[Task requirements] Quote the data below word for word, from its first line through the line with "533,335,724,510", including both of those lines.

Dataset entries

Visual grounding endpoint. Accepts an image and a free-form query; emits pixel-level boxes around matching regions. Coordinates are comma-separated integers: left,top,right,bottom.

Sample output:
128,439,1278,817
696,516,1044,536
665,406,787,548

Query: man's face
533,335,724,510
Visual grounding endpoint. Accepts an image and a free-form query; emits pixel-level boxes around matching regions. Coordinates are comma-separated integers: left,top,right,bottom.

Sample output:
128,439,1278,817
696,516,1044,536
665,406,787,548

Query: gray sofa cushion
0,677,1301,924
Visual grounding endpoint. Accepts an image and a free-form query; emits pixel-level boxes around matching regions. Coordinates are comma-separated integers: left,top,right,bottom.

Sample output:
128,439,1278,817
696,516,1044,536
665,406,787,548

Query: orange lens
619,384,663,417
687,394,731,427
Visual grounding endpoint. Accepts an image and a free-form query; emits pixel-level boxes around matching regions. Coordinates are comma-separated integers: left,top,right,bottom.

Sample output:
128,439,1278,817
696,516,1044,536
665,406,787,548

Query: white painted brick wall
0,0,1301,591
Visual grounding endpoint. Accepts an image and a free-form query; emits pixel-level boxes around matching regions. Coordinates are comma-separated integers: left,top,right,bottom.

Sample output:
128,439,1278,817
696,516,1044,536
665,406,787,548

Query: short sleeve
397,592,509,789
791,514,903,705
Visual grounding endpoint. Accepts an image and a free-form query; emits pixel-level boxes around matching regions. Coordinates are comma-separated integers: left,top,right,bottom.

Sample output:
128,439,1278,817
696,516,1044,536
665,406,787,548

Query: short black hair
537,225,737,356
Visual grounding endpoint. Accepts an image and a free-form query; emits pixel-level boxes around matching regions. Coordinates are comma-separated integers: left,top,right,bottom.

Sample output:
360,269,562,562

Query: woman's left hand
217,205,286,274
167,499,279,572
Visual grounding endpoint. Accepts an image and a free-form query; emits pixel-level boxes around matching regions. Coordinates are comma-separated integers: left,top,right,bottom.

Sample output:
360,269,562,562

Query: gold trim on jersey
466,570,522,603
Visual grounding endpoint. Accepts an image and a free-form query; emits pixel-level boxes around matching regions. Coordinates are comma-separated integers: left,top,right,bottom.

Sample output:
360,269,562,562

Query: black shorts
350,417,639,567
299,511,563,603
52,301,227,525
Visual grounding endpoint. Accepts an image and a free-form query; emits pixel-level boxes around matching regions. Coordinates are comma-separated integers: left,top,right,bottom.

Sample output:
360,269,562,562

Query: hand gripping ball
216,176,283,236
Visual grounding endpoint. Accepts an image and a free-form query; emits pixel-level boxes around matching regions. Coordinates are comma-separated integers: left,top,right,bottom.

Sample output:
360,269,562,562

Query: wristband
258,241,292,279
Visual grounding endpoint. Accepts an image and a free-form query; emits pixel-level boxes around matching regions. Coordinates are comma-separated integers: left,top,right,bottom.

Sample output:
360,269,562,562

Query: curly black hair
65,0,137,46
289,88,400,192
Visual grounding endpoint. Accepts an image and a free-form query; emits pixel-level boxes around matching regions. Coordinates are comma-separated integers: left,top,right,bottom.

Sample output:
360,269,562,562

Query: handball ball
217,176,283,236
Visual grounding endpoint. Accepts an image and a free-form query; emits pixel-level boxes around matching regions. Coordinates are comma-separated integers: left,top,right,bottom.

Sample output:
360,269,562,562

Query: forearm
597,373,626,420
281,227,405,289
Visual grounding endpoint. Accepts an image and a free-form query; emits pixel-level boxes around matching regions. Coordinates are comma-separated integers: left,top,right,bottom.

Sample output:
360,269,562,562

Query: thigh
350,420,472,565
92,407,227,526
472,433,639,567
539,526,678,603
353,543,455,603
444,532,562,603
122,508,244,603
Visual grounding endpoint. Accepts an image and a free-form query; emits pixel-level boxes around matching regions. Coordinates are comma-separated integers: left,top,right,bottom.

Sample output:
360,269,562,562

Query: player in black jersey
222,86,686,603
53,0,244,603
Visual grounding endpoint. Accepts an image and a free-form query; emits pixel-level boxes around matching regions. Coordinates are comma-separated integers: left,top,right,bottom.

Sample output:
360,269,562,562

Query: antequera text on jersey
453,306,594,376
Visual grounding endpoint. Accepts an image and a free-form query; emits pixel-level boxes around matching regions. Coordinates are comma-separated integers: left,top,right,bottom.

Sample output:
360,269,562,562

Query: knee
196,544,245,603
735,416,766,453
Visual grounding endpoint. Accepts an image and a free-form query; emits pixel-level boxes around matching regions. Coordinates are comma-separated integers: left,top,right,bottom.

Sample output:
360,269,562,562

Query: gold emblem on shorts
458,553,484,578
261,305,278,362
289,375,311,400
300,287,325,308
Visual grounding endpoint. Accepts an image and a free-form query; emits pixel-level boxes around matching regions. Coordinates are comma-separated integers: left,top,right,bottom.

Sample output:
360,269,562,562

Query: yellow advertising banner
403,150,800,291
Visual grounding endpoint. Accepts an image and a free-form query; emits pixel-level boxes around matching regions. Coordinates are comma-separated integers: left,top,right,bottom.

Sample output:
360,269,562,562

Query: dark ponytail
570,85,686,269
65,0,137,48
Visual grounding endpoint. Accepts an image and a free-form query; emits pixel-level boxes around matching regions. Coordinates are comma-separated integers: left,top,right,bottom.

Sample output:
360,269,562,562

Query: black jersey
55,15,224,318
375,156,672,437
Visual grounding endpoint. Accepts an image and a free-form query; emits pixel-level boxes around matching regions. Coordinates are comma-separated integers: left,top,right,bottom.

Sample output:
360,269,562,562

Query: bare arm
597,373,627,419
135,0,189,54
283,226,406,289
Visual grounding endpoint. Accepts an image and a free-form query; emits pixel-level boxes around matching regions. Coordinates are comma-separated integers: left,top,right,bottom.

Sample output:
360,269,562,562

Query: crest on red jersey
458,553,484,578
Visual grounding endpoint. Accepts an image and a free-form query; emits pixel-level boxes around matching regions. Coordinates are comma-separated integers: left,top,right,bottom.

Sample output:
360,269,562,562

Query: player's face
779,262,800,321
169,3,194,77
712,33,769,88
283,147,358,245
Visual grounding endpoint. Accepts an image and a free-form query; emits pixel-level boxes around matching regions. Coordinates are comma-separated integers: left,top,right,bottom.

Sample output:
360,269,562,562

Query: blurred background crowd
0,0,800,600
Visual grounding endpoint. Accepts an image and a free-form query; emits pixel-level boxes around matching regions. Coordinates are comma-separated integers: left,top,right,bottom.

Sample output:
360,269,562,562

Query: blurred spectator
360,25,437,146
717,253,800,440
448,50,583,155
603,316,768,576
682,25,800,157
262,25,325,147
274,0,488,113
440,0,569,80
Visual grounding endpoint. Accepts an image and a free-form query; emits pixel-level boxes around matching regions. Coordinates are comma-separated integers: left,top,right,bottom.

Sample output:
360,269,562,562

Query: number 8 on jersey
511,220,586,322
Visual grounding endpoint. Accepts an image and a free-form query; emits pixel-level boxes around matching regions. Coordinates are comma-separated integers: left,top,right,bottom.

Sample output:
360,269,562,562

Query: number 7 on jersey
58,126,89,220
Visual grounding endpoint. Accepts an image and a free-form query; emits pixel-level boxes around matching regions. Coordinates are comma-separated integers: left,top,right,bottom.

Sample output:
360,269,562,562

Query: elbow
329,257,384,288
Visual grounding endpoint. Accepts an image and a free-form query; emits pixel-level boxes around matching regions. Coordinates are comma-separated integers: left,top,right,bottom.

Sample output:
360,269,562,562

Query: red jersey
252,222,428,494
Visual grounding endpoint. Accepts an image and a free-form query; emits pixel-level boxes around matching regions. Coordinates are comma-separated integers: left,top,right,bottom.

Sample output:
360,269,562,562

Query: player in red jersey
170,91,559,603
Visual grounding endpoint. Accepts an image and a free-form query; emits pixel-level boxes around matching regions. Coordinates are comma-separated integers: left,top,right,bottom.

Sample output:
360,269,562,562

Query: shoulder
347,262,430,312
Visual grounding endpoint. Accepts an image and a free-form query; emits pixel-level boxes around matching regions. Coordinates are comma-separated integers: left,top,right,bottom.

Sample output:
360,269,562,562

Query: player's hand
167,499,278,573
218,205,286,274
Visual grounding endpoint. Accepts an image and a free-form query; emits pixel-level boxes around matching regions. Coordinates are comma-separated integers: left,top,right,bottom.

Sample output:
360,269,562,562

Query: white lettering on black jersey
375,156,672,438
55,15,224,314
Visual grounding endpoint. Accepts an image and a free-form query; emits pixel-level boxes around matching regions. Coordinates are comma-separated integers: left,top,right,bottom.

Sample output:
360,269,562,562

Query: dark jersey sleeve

[Response to this task]
Visual grounding endpoint. Accepts an image and a free-form query; emits pixel-level boxes around matching regions. Coordinates are comma-separated integers: left,top,right,bottom.

Sample output:
128,439,1278,817
696,516,1044,536
665,406,787,548

Query: man's face
533,335,724,510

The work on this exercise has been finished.